# TRECHO PARA LEITURA
--------------------

Audibert foi um dos milhares de bento-gonçalvenses que foram incluídos no cadastro do Registro de Doadores de Medula Óssea (Redome) para ajudar Bruno Basso - na época, diagnosticado com leucemia aos 14 anos e que precisava com urgência de um transplante. A ideia era encontrar na cidade alguém com compatibilidade ao jovem. No entanto, as células que salvaram Bruno chegaram de dois pontos do mundo - dos Estados Unidos e São Paulo. O diagnóstico aconteceu em 2007, e o transplante foi em 2010. Aos 26 anos, Bruno hoje enfrenta outras complicações da doença, mas segue uma vida normal e trabalha como auxiliar administrativo. Ele busca ajuda para custear prótese no joelho direito. Além disso, criou um grupo onde são criadas diversas campanhas para ajudar pessoas que enfrentam problemas semelhantes ao que enfrentou, chamado Solidariedade Serra Gaúcha.

--------------------

# EXTRATO DE DADOS
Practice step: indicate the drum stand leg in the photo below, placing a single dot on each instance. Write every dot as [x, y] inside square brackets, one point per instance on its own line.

--------------------

# TAREFA A
Liste todos os números escritos em algarismos no trecho sobre Bruno Basso, na ordem em que aparecem.
# TAREFA B
Segundo o trecho sobre Bruno Basso, qual é a ocupação atual dele?

# RESPOSTA DA TAREFA A
14, 2007, 2010, 26

# RESPOSTA DA TAREFA B
Auxiliar administrativo.